Saved data entries:
------------------------------------------------

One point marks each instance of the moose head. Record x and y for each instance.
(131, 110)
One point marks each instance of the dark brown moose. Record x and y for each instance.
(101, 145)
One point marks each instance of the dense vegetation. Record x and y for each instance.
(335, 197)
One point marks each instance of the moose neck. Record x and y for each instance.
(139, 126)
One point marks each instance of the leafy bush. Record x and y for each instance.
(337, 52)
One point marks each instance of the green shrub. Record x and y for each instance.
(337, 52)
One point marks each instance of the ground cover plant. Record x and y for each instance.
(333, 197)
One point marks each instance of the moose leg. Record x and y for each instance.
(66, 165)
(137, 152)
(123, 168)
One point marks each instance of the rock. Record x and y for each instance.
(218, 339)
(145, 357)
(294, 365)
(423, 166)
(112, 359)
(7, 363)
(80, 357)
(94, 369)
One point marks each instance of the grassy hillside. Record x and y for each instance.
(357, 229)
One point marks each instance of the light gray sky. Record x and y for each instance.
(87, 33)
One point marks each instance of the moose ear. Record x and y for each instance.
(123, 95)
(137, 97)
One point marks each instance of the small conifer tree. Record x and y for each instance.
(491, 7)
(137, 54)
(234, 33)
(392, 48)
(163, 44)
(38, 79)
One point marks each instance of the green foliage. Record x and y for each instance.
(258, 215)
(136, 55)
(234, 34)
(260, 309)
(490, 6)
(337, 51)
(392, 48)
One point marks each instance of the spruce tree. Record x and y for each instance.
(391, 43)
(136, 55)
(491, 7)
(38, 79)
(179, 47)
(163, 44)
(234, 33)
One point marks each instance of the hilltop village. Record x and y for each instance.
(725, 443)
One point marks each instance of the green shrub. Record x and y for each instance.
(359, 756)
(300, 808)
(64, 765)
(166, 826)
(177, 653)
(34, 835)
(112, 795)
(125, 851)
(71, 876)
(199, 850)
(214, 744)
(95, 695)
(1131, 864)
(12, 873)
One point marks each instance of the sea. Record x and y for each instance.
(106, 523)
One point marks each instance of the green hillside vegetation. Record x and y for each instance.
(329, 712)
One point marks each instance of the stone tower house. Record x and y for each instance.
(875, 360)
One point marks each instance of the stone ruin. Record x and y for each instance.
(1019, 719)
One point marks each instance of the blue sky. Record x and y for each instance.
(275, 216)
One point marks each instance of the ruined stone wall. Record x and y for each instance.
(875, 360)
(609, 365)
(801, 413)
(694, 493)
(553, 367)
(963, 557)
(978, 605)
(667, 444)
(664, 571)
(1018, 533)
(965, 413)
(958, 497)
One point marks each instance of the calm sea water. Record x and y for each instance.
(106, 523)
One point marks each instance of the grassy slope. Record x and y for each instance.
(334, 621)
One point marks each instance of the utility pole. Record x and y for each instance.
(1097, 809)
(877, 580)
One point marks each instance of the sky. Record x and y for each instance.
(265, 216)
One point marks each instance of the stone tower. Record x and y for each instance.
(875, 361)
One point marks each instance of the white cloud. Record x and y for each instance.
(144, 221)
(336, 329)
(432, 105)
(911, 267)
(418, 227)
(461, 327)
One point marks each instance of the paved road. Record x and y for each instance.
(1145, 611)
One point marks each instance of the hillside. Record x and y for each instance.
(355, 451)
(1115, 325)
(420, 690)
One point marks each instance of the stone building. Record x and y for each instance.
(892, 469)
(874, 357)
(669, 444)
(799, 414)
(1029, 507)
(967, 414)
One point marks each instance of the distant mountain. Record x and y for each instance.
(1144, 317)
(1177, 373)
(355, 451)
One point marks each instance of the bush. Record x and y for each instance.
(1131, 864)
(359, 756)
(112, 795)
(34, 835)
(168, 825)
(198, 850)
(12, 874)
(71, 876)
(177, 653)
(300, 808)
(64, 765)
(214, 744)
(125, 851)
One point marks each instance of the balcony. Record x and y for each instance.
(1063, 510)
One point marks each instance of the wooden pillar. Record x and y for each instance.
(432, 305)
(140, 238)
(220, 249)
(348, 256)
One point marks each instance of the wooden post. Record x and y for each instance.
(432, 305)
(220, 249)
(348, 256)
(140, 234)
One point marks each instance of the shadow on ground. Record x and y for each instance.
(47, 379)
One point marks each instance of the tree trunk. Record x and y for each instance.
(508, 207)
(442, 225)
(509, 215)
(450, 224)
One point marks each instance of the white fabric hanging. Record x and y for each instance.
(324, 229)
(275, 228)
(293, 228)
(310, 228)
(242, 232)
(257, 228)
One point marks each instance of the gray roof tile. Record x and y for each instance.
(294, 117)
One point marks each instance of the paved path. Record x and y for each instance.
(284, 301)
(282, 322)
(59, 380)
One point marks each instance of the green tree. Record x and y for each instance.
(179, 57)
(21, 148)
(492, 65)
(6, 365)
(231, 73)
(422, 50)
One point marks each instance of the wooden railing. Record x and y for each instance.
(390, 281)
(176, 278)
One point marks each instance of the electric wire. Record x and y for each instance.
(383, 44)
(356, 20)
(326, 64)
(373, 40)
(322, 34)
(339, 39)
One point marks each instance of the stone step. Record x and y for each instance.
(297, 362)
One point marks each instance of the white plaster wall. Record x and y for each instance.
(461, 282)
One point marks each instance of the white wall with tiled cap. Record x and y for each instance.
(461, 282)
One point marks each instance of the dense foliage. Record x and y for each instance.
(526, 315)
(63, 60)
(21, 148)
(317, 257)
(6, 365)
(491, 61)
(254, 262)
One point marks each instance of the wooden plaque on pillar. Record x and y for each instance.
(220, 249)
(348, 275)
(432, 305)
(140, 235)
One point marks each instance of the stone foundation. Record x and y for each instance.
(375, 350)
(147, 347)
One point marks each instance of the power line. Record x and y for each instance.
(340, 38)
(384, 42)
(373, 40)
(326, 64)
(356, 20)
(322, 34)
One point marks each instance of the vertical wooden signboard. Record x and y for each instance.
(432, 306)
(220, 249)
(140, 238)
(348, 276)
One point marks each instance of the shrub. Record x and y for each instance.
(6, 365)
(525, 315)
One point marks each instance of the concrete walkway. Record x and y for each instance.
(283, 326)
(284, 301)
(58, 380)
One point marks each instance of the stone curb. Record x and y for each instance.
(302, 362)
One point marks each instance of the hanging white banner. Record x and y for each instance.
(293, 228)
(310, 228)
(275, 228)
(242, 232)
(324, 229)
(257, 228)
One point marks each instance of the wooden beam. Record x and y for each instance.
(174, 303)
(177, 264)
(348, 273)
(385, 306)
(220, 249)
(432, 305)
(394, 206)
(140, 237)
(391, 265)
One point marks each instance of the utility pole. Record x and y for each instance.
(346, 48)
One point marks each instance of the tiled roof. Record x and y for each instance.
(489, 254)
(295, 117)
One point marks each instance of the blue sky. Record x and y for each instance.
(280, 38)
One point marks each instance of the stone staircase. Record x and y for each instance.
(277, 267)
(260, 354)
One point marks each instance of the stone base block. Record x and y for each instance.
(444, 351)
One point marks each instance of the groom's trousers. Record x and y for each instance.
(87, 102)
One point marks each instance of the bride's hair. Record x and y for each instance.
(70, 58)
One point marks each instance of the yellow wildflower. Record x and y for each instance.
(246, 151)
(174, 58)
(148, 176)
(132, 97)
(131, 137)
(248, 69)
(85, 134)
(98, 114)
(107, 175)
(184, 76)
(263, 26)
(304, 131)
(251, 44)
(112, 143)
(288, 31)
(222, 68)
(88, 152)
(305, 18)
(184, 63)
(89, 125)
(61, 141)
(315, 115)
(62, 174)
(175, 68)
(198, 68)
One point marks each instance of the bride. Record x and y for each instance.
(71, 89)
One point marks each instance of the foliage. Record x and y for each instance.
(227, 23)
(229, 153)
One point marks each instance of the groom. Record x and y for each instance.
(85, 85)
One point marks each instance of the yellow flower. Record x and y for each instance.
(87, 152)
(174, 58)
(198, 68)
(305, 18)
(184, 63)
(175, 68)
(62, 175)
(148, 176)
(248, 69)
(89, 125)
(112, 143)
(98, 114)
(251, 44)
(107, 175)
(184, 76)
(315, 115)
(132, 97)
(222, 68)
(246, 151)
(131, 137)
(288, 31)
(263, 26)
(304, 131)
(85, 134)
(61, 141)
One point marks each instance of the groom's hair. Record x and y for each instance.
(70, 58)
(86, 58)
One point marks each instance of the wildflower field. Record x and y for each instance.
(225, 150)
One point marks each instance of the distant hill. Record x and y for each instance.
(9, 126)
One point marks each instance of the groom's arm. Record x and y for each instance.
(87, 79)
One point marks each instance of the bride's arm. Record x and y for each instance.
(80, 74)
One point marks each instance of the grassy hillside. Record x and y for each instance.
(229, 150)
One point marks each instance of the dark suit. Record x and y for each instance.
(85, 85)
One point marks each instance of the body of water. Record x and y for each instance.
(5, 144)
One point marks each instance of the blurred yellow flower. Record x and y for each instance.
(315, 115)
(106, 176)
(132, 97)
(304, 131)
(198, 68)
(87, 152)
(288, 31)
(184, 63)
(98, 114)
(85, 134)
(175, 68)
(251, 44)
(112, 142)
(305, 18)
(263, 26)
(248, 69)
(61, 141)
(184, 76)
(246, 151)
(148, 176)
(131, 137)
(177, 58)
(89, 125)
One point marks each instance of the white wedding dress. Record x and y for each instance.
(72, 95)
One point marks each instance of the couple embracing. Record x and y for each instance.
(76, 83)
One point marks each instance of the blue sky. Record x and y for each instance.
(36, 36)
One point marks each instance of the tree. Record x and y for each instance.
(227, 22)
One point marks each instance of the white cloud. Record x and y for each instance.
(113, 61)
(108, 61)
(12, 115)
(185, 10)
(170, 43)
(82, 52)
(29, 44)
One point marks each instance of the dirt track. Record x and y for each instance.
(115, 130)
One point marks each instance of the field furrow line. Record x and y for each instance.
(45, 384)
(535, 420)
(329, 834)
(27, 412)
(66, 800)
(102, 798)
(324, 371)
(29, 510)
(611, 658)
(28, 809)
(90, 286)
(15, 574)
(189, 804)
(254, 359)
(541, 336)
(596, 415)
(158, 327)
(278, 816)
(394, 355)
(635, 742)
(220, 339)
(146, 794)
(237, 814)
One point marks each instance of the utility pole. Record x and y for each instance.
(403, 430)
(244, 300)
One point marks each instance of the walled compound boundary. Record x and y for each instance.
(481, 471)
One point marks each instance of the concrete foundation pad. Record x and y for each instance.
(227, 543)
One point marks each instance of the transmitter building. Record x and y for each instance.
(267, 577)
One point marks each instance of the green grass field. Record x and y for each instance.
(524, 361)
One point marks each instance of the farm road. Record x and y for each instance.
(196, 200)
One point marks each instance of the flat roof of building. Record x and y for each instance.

------------------------------------------------

Job
Only the lines from the one containing "One point marks each instance of the walled" to the end of the data should be printed, exactly as they stand.

Answer for this exercise
One point marks each instance of the walled compound boundary. Record x and y for each instance.
(481, 471)
One point marks each instance of the concrete foundation pad. Record x and y for each instance.
(227, 543)
One point marks each instance of the transmitter building. Record x and y for each instance.
(267, 577)
One point marks each instance of the green grass field. Record x and y for each instance.
(524, 361)
One point marks each instance of the farm road. Record x and y for each instance.
(196, 200)
One point marks each instance of the flat roof of building. Record x and y for each instance.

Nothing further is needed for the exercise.